§ **YOUR OBJECTIVE**: Print out all of the data below, keeping it identical to the original.

§ **Dataset entries**:
BEGIN

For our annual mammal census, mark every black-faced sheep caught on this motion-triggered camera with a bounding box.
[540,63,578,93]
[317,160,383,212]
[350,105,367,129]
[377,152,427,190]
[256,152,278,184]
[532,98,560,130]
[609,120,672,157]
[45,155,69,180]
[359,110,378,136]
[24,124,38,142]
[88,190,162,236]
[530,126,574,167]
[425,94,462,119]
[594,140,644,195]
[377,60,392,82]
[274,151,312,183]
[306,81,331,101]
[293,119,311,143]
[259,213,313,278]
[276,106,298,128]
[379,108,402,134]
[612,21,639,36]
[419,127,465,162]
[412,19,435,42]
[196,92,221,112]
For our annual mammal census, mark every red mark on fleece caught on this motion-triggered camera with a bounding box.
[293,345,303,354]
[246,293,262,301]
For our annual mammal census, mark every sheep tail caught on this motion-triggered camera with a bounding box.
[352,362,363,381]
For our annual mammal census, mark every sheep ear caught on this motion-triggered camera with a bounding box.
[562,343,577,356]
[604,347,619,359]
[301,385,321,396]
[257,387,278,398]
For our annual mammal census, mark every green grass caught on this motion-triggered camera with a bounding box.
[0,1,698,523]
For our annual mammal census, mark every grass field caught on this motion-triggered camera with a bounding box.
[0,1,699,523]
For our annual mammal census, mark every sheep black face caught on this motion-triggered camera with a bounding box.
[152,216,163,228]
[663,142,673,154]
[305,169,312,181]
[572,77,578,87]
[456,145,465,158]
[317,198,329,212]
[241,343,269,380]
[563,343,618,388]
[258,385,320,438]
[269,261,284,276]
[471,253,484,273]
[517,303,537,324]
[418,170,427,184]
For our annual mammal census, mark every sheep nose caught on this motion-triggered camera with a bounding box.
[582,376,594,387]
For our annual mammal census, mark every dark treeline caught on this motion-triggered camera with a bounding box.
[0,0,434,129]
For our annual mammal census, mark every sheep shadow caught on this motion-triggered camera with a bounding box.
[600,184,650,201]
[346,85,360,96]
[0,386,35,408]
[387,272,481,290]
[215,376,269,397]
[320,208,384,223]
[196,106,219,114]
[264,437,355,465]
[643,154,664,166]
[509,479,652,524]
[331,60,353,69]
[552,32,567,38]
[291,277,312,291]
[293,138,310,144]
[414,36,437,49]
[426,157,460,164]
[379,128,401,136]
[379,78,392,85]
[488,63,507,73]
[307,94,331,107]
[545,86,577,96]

END

§ **WRITTEN RESPONSE**:
For our annual mammal census, mark every black-faced sheep caught on this motion-triggered camera with a bounding box.
[540,63,578,93]
[317,160,383,212]
[350,105,367,129]
[377,152,427,190]
[256,152,278,184]
[532,98,560,130]
[609,120,672,157]
[45,155,69,180]
[359,110,378,136]
[24,124,38,142]
[88,190,162,236]
[530,126,574,167]
[425,94,462,119]
[594,140,644,195]
[377,60,392,82]
[274,151,312,183]
[306,81,331,101]
[293,119,311,143]
[259,213,313,278]
[276,106,298,128]
[379,108,402,134]
[612,21,639,36]
[419,127,465,162]
[412,19,435,42]
[196,92,221,112]
For our annual mammal census, mark every red mark on fleece caught on this motion-triggered camera with a bounding box.
[293,345,303,354]
[246,293,262,301]
For our annual mammal census, mark every sheep tail caught on this motion-triggered camera with a bounding box.
[352,362,363,381]
For our annual mammal census, mark every sheep ear caught on this motion-triggered camera with a bounding box.
[562,343,577,356]
[604,347,619,359]
[301,385,321,396]
[257,387,278,398]
For our annual mammal census, mark every green grass caught on this motion-triggered camera with a bounding box.
[0,1,698,523]
For our annual mammal census, mark every grass field caught on this motion-triggered camera with a bounding box.
[0,1,699,523]
For our annual mammal census, mark every sheep black face caught on this motion-triggered camera with a bounding box.
[152,216,163,228]
[663,142,673,154]
[305,169,312,181]
[572,77,578,87]
[456,145,465,158]
[317,198,329,212]
[241,343,269,380]
[563,343,618,388]
[258,385,320,438]
[269,261,284,276]
[471,253,484,273]
[517,303,537,324]
[418,170,427,184]
For our annual mammal census, mark every sheep nose caught on this motion-triggered camera with a bounding box.
[582,376,594,387]
For our annual mammal census, mark every dark treeline caught on this motion-triggered camera with a bounding box.
[0,0,434,129]
For our annual mammal census, mark every sheep shadow caught on this motion-triggered camera with a bounding box.
[600,184,650,201]
[346,85,360,96]
[0,386,35,408]
[387,272,481,290]
[215,376,269,397]
[320,208,384,223]
[196,106,219,114]
[264,437,355,465]
[643,154,664,166]
[509,479,652,524]
[331,60,353,69]
[552,32,567,38]
[291,277,312,291]
[293,138,310,144]
[414,36,437,49]
[426,157,460,164]
[379,128,401,136]
[379,78,392,85]
[488,63,507,73]
[307,94,331,107]
[545,86,577,96]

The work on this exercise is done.